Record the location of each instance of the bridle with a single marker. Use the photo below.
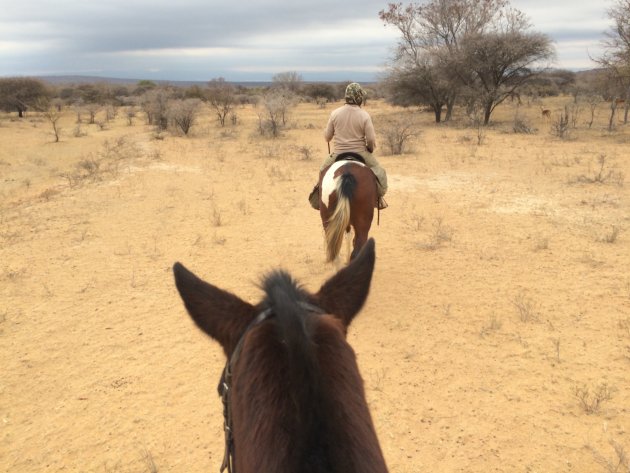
(225, 385)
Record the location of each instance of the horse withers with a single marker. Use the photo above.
(293, 395)
(348, 196)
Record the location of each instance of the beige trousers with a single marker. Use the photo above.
(371, 162)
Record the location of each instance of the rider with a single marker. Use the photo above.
(351, 129)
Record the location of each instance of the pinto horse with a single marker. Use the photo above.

____

Reproduce the listing above line by line, requests included, and offset every coordinate in the answers by adding 38 to each number. Omit the pictures.

Record the location of each instance of the bridle with a single marker. Use the photo below.
(263, 423)
Record the location of each instance of the horse withers with a single marker. Use the photo above.
(331, 433)
(386, 234)
Record the location of each instance of the beige trousers with a single marker. Use the photo above.
(409, 200)
Record the location of each instance of the rider with a single marker. Use the photo above.
(389, 167)
Record the location of each instance of the pinto horse with a single marker. Use the photo above.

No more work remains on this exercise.